Transform Nodes
Transform nodes apply CXL expressions to each record, producing new fields, filtering records, or both. They process one record at a time in streaming fashion with constant memory overhead.
Basic structure
- type: transform
name: enrich
input: customers
config:
cxl: |
emit full_name = first_name + " " + last_name
emit tier = if lifetime_value >= 10000 then "gold" else "standard"
filter status == "active"
The cxl: field is required and contains a CXL program. The three core CXL statements for transforms are:
emit– produces an output field. Only emitted fields appear in downstream nodes.filter– drops records that do not match the boolean condition.let– binds a local variable for use in subsequent expressions (not emitted).
cxl: |
let margin = revenue - cost
emit product_id = product_id
emit margin = margin
emit margin_pct = if revenue > 0 then margin / revenue * 100 else 0
filter margin > 0
Analytic window
The analytic_window field enables cross-source lookups by joining a secondary dataset into the transform. The secondary source is loaded into memory and indexed by the join key.
- type: transform
name: enrich_orders
input: orders
config:
analytic_window:
source: products
on: product_id
group_by: [product_id]
cxl: |
emit order_id = order_id
emit product_name = $window.first()
emit quantity = quantity
emit line_total = quantity * price
The $window.* namespace provides access to the windowed data. Functions like $window.first(), $window.last(), and $window.count() operate over the matched group.
Validations
Declarative validation checks can be attached to a transform. They run against each record and either route failures to the DLQ (severity error) or log a warning and continue (severity warn).
- type: transform
name: validate_orders
input: raw_orders
config:
cxl: |
emit order_id = order_id
emit amount = amount
emit email = email
validations:
- field: email
check: "not_empty"
severity: error
message: "Email is required"
- check: "amount > 0"
severity: warn
message: "Non-positive amount"
- field: order_id
check: "not_empty"
severity: error
Validation fields
| Field | Required | Description |
|---|---|---|
field | No | Restrict the check to a single field |
check | Yes | Validation name (e.g. "not_empty") or CXL boolean expression |
severity | No | error (default) routes to DLQ; warn logs and continues |
message | No | Custom error message for DLQ entries |
name | No | Validation name for DLQ reporting. Auto-derived from field + check if omitted |
args | No | Additional arguments as key-value pairs |
Expansion cap (max_expansion)
When a transform body contains an emit each statement, every input record can fan out into multiple output records. The max_expansion field caps how many output records a single input record may produce – a safety bound against unexpectedly large arrays.
- type: transform
name: explode_items
input: orders
config:
max_expansion: 5000 # default: 10000
cxl: |
emit each it in items {
emit order_id = order_id
emit sku = it["sku"]
emit price = it["price"]
}
| Field | Type | Default | Description |
|---|---|---|---|
max_expansion | u64 | 10000 | Maximum cumulative output records per input record. |
If a single input record’s emit each block produces more than max_expansion output records, the originating record routes to the DLQ with category expansion_limit_exceeded instead of producing a truncated or unbounded result. No partial output is emitted for that record – the cap is enforced eagerly so the writer never sees records from a runaway expansion.

▸ **WHAT THIS TASK INVOLVES**:
Carry the transform nodes documentation forward from its last sentence.

▸ **RECORD SET**:
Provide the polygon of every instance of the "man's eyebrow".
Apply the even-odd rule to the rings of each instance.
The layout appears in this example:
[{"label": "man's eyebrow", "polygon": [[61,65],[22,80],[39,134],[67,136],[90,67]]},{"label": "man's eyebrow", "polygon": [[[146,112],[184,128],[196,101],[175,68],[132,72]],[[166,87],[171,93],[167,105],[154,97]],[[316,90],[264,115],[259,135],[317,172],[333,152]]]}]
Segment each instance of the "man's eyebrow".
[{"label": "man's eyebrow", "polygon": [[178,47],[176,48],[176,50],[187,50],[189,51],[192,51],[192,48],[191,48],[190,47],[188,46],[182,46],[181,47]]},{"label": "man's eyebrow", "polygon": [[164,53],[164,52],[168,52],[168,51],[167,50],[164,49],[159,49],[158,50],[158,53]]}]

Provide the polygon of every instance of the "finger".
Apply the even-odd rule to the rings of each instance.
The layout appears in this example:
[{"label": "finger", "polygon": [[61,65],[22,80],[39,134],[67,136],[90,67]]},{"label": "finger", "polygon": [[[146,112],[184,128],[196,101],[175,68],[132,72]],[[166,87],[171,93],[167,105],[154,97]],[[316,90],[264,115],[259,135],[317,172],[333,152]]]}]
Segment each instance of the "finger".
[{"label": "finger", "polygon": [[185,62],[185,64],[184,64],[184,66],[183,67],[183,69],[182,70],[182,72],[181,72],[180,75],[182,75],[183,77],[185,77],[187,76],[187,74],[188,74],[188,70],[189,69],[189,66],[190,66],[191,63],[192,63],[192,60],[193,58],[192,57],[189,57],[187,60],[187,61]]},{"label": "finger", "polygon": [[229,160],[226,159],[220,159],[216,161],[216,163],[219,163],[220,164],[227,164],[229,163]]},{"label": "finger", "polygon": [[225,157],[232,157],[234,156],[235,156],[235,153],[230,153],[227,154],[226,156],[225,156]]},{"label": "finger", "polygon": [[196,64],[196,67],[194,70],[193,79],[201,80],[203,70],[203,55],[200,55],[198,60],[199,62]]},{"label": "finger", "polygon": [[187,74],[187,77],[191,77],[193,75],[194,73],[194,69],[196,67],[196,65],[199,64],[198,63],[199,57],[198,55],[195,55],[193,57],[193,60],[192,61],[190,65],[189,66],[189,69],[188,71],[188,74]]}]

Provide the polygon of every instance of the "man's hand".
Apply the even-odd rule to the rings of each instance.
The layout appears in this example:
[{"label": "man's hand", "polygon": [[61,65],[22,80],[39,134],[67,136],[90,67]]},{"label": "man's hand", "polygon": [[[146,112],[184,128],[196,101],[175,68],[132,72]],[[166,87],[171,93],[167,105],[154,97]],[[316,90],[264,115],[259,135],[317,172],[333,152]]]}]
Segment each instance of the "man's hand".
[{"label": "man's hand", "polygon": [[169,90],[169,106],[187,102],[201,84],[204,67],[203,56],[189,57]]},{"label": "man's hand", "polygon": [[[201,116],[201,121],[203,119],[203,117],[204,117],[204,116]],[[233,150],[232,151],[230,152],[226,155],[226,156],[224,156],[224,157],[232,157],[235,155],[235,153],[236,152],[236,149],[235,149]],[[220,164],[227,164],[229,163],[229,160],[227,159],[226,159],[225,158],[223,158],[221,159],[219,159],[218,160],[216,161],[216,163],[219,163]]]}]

▸ **RESPONSE TO THIS TASK**:
When to tune
- Lower (e.g.
100,1000) when input arrays are bounded by a known business rule and you want hostile or malformed input to surface as a DLQ entry rather than as a flood of downstream records. - Higher (e.g.
100000,1000000) when legitimate input carries large arrays – for example, an order with a long line-item list or an event carrying a per-second pricing curve.
The DLQ category expansion_limit_exceeded is distinct from generic CXL evaluation failures, so DLQ-side filters and metrics can target expansion runaway specifically. See Error Handling & DLQ for the wider DLQ contract.
Batch size (batch_size)
A streaming-eligible transform hands its output downstream in bounded batches rather than accumulating the whole stage before the next stage runs. batch_size sets how many events (records plus document-boundary punctuations) a batch holds. A per-transform batch_size overrides the pipeline-level pipeline.batch_size for this one stage; omit it to inherit the pipeline value (or the built-in default of 2048).
- type: transform
name: enrich
input: orders
config:
batch_size: 512 # override pipeline.batch_size for this stage
cxl: |
emit order_id = order_id
emit total = quantity * unit_price
| Field | Type | Default | Description |
|---|---|---|---|
batch_size | usize | inherits pipeline.batch_size (else 2048) | Events per streaming batch for this transform. Must be >= 1. |
A batch_size of 0 is rejected at config load (a zero-event batch never flushes). Smaller batches lower the in-flight memory of a streaming stage at the cost of more per-batch bookkeeping; larger batches amortize the bookkeeping at the cost of a larger live working set. The default suits typical record widths — tune it only when a profiling run shows a streaming stage’s per-batch footprint matters. See Streaming vs. Blocking Stages for which stages stream and which fully materialize.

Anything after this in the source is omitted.